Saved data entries
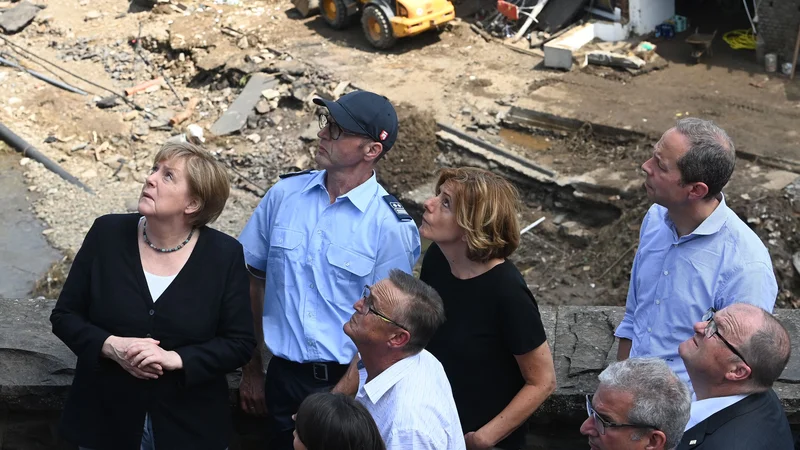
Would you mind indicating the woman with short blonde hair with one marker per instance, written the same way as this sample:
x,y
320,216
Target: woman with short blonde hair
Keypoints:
x,y
157,309
493,345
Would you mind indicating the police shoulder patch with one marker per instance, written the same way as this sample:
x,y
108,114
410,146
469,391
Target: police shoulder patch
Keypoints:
x,y
294,174
397,207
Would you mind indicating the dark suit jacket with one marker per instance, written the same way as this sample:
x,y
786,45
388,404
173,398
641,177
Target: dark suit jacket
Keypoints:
x,y
204,315
757,422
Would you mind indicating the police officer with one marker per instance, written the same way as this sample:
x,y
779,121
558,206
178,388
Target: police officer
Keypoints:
x,y
313,243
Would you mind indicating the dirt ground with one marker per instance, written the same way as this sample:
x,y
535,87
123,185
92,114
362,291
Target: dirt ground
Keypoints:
x,y
454,77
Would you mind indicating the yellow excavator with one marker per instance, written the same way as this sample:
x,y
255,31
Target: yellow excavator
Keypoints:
x,y
384,21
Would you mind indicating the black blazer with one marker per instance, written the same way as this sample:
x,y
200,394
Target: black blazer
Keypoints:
x,y
757,422
204,315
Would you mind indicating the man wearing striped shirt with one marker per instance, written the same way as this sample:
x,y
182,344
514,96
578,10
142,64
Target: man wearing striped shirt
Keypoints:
x,y
401,384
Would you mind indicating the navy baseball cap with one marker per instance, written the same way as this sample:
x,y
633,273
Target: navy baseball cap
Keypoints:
x,y
365,113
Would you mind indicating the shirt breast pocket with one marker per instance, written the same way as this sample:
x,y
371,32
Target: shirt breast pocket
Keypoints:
x,y
351,268
285,255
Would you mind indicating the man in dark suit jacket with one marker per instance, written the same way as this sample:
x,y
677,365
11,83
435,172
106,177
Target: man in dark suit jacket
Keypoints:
x,y
733,359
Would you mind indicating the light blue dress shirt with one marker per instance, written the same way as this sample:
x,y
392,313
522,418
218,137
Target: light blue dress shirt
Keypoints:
x,y
675,280
317,257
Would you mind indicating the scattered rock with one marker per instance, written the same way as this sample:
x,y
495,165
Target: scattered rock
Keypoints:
x,y
263,106
107,102
92,15
18,17
140,129
270,94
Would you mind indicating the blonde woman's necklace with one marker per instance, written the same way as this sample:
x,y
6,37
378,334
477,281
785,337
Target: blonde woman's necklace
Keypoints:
x,y
165,250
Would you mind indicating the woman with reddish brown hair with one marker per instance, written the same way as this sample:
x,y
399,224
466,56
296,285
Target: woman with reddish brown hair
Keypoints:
x,y
493,345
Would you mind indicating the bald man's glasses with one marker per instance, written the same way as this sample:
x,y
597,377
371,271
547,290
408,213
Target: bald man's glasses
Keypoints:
x,y
601,424
366,295
711,330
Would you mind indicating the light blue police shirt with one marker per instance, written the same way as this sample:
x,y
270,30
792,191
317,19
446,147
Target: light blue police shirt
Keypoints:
x,y
675,280
318,256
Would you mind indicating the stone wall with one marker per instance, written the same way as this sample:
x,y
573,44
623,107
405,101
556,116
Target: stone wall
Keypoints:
x,y
777,22
36,370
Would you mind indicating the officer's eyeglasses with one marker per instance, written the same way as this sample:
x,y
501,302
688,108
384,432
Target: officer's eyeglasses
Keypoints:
x,y
366,296
711,330
335,130
601,424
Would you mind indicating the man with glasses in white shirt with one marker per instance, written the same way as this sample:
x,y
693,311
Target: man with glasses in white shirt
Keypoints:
x,y
640,404
401,384
733,358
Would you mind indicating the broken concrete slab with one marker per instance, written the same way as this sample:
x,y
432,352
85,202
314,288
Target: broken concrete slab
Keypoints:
x,y
294,68
605,181
236,116
18,17
209,59
195,31
604,58
559,53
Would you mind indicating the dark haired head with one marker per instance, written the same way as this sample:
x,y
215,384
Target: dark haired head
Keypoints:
x,y
327,421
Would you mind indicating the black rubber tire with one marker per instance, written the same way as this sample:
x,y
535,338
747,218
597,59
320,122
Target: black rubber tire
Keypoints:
x,y
377,28
334,13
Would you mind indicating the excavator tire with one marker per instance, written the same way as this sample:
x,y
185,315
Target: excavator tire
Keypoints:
x,y
334,13
377,28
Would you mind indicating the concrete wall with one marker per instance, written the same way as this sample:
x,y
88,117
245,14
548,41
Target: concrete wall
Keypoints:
x,y
777,23
646,14
36,371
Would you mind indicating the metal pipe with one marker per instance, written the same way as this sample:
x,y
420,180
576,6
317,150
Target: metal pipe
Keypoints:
x,y
20,145
45,78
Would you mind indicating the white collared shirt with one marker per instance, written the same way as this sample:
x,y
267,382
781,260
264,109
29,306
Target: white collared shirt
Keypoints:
x,y
412,404
703,409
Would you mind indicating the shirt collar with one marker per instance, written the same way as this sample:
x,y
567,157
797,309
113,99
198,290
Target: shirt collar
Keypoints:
x,y
360,196
715,221
712,224
379,385
703,409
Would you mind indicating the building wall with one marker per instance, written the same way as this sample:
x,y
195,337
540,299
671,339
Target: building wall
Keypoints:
x,y
646,14
777,22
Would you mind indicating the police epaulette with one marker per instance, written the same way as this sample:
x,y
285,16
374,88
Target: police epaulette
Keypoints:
x,y
397,207
294,174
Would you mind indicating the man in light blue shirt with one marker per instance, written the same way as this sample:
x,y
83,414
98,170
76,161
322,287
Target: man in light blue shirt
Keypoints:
x,y
694,252
312,244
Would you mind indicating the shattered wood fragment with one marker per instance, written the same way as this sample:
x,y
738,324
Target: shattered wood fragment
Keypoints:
x,y
186,113
235,117
144,86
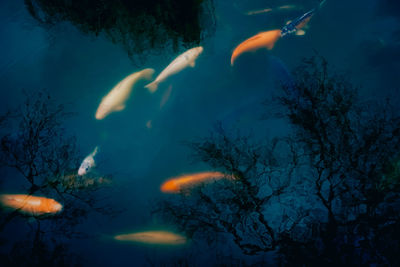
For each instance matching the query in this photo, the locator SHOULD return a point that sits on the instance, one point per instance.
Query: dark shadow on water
(141, 27)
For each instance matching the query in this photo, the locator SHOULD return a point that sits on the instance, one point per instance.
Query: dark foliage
(39, 156)
(326, 195)
(138, 25)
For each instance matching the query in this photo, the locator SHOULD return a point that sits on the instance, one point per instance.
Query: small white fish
(181, 62)
(88, 163)
(116, 98)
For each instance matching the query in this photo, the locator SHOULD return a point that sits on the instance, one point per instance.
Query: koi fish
(261, 40)
(178, 64)
(299, 23)
(154, 237)
(174, 185)
(30, 204)
(88, 163)
(115, 100)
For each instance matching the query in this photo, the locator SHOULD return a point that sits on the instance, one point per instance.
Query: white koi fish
(116, 98)
(88, 163)
(181, 62)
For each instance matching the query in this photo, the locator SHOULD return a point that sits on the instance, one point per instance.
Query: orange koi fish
(261, 40)
(174, 185)
(30, 204)
(154, 237)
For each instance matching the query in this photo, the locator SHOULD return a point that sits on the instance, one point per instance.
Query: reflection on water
(184, 109)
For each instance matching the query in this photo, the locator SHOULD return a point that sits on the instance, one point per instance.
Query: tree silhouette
(139, 26)
(38, 154)
(326, 194)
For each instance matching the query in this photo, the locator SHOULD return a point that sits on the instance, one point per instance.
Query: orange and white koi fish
(154, 237)
(30, 204)
(115, 100)
(184, 60)
(262, 40)
(174, 185)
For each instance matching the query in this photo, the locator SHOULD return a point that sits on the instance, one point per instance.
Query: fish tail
(96, 149)
(152, 86)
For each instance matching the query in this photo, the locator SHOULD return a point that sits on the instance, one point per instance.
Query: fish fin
(120, 107)
(152, 86)
(148, 73)
(300, 32)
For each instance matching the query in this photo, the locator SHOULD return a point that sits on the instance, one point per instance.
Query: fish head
(170, 187)
(55, 206)
(197, 51)
(102, 112)
(82, 170)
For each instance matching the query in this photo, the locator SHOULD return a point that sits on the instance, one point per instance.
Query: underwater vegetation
(317, 197)
(140, 26)
(324, 193)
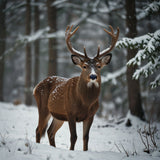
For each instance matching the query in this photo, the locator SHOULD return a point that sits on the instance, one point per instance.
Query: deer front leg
(86, 127)
(73, 138)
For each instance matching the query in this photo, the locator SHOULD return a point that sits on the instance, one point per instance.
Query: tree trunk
(52, 64)
(28, 94)
(2, 45)
(134, 94)
(36, 44)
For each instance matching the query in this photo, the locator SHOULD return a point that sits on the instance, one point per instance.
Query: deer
(75, 99)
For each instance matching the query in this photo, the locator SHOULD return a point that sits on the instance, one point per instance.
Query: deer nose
(93, 76)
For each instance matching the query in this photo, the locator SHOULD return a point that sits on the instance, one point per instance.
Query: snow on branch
(148, 52)
(41, 34)
(153, 7)
(113, 76)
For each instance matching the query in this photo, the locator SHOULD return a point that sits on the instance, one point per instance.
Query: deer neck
(88, 94)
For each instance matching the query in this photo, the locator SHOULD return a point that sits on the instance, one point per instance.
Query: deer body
(73, 100)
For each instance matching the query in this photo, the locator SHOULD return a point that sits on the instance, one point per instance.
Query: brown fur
(75, 99)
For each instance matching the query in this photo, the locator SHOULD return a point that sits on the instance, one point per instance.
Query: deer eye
(98, 66)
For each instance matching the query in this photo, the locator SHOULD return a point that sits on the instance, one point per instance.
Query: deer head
(91, 66)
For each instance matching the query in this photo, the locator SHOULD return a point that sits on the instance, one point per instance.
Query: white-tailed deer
(75, 99)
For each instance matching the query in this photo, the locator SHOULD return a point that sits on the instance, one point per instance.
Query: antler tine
(98, 51)
(68, 35)
(113, 41)
(85, 53)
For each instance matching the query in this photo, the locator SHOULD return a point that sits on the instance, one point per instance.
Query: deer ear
(106, 59)
(76, 60)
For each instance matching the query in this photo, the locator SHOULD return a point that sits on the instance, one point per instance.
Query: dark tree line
(58, 15)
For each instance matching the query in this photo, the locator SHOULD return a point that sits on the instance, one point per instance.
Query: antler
(113, 42)
(68, 35)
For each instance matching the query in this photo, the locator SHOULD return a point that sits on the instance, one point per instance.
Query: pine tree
(147, 58)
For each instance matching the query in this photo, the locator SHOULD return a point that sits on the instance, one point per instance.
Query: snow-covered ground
(17, 139)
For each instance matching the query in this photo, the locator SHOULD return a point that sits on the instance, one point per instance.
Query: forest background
(32, 47)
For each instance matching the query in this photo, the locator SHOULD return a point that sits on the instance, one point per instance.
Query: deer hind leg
(86, 127)
(42, 125)
(54, 127)
(73, 137)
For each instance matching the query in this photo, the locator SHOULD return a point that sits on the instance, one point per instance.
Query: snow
(17, 138)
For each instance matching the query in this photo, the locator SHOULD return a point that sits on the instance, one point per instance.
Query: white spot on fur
(92, 82)
(93, 71)
(34, 90)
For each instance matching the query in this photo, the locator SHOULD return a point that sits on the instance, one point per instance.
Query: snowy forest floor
(113, 142)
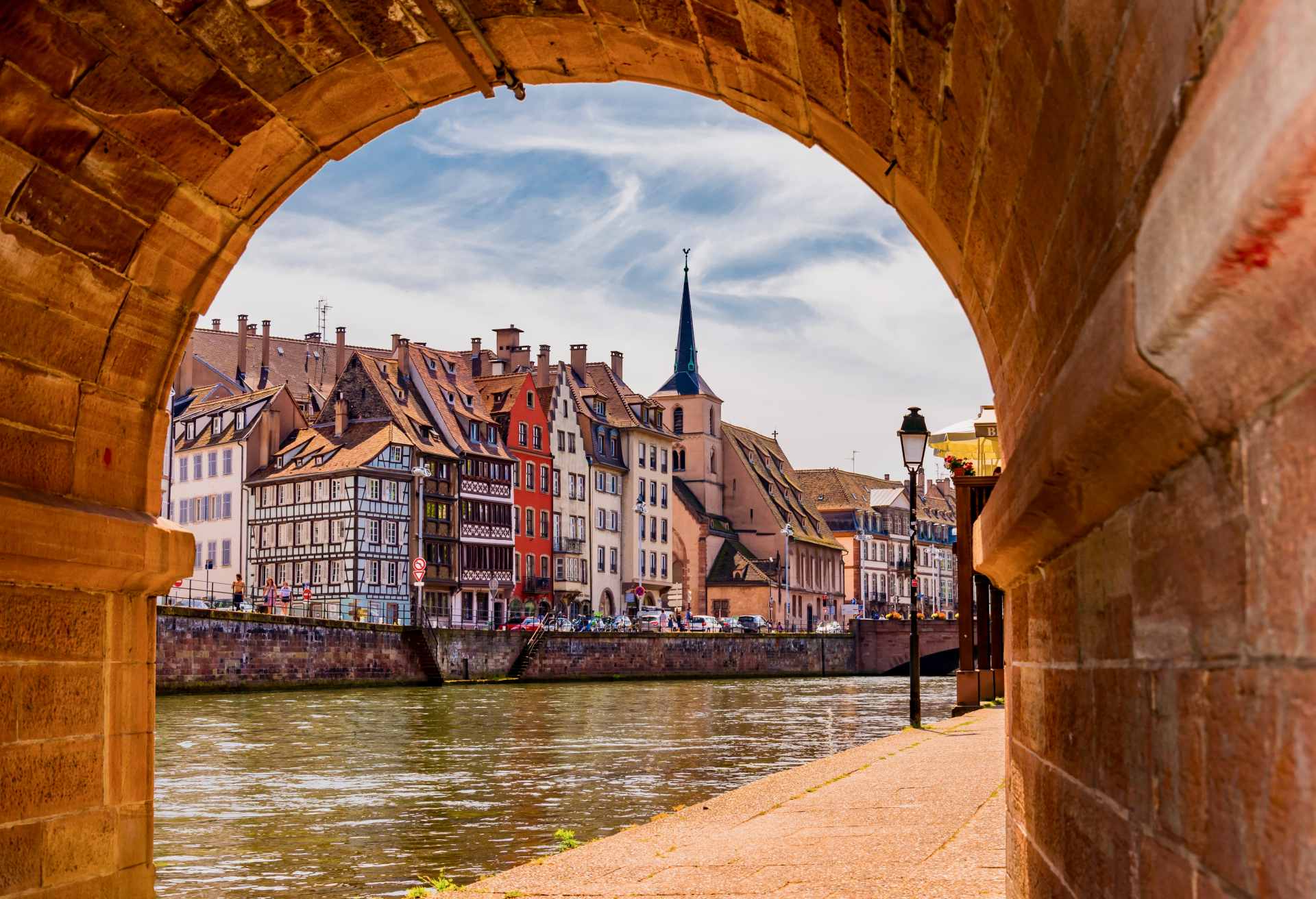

*Your task:* Look above for the line that contains "Would you mind indicating the excavator". Starting there, transcribe every line exactly until you have copied the line that contains "Target: man in light blue shirt".

*Problem solution:*
Would you mind indicating the excavator tire with one marker per instance, written the same way as this sample:
x,y
185,315
Target: excavator tire
Keypoints:
x,y
334,13
377,28
Would you mind indicating the concrete wall with one marker per instance, written the same way as this sample:
x,y
88,117
245,14
548,41
Target: concrete wall
Keypoints:
x,y
777,23
646,14
36,371
Would you mind indicating the metal pipe with one marker per instance, written the same way as this sample:
x,y
420,180
576,6
317,150
Target: metal pipe
Keypoints:
x,y
20,145
45,78
Would you mind indicating the white collared shirt with one marker per instance, written the same way as this sample:
x,y
267,382
781,260
264,109
29,306
Target: white collared shirt
Keypoints:
x,y
412,404
703,409
Would you mind indicating the shirt collar with one marker per instance, written the same way as this sample:
x,y
567,157
797,309
113,99
198,290
Target: shirt collar
Keypoints:
x,y
360,196
715,221
712,224
379,385
703,409
Would you mind indicating the building wall with one marker per instance, written the same way as this sample:
x,y
195,337
540,299
671,339
Target: building wall
Keypoints:
x,y
646,14
777,22
Would you mind indicating the police epaulette with one marker per instance, written the same way as this sample:
x,y
285,16
374,88
Target: police epaulette
Keypoints:
x,y
397,207
294,174
Would you mind indicating the man in light blue shirt with one marker per instance, written the same way as this sample:
x,y
83,414
98,170
76,161
322,287
Target: man in light blue shirt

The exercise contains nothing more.